[Data items]
════

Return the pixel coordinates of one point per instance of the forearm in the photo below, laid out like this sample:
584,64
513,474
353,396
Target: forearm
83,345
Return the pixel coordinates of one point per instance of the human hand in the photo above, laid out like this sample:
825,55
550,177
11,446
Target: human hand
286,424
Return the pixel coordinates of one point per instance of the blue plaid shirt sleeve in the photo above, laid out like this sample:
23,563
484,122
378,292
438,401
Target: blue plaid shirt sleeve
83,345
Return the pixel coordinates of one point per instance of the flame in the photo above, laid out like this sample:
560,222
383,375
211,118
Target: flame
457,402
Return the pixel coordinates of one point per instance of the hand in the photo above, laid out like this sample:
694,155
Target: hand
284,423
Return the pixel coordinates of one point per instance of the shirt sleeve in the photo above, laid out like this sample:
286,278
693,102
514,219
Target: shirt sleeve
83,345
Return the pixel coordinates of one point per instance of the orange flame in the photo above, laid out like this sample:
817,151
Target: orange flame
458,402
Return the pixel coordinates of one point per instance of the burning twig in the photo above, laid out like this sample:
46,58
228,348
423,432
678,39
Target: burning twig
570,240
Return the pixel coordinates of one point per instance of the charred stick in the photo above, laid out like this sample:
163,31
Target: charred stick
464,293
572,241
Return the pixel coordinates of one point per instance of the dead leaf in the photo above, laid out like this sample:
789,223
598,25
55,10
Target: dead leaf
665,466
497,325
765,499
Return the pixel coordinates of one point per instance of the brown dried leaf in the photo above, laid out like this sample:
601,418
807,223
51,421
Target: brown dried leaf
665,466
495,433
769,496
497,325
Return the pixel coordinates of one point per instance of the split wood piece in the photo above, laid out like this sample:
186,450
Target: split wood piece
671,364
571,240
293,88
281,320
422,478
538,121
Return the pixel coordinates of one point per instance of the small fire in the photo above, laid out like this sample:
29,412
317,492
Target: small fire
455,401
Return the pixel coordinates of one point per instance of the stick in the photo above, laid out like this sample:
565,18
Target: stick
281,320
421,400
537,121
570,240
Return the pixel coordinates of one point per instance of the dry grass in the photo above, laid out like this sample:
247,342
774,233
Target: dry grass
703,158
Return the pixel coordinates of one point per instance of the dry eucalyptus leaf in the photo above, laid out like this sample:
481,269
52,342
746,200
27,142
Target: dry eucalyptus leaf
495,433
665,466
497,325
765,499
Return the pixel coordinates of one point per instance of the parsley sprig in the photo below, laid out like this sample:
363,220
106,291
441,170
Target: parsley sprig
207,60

════

### Exercise requirements
Extract all the entries word for word.

### Answer to this task
Return the pixel coordinates of one point per instance of the forearm in the photo below, laid out like this sample:
584,64
513,474
353,396
Target: forearm
83,345
Return the pixel coordinates of one point per instance of the human hand in the photo above, laid out like this sample:
825,55
550,177
11,446
Target: human hand
286,424
Return the pixel coordinates of one point per instance of the blue plaid shirt sleeve in the photo above, laid out like this sample:
23,563
484,122
378,292
438,401
Target: blue plaid shirt sleeve
83,345
Return the pixel coordinates of one point per instance of the flame in the photo above, laid out like this sample:
560,222
383,375
211,118
Target: flame
457,402
Return the pixel coordinates of one point per instance of the hand in the photo above, laid out like this sample:
694,155
Target: hand
284,423
Return the pixel coordinates of one point per instance of the shirt sleeve in the photo above, laid out like this sample:
286,278
693,102
514,219
Target: shirt sleeve
83,345
Return the pixel coordinates of one point per instance of the orange flame in the photo above, laid out like this sample:
817,151
Target: orange flame
458,402
Return the pixel coordinates of one point per instance of the burning twig in the photo above, laid out like this sample:
46,58
228,348
423,432
678,39
Target: burning twig
570,240
Return the pixel coordinates of one point per instance of the charred stick in the photo above, laid out like this sample:
163,31
Target: charred stick
464,293
572,241
Return the pixel coordinates of one point per instance of the dead leaf in the photo above, laid out like this sample:
789,223
598,25
55,10
Target: dead leaf
665,466
497,325
765,499
Return the pixel coordinates of one point per instance of the brown dried leaf in the photo above, laid out like this sample:
601,418
807,223
51,421
Target: brown dried leaf
665,466
495,433
769,496
497,325
Return the pixel coordinates of one point per instance of the split wood piece in the photo above, laid out like this sample:
186,450
Target: split wood piece
671,364
571,240
293,88
281,320
422,478
538,121
Return the pixel coordinates of one point per instance of the small fire in the photo above, laid out like this sample:
29,412
317,492
Target: small fire
455,401
Return the pixel coordinates of one point per instance of the stick in the photo above, laid out like this sample:
565,18
Target: stick
281,320
421,400
537,121
570,240
Return the pixel coordinates of one point per instance of the dry grass in the photo above, laid out like this sample:
247,342
774,233
Target: dry grass
703,158
Return the pixel coordinates of one point per instance of the dry eucalyptus leaf in the photo above, laid out like this sample:
481,269
52,342
746,200
27,142
Target: dry eucalyptus leaf
495,433
665,466
497,325
765,499
Return the pixel coordinates of one point per instance of the parsley sprig in the photo below, laid out like this sample:
363,220
106,291
441,170
Target: parsley sprig
207,60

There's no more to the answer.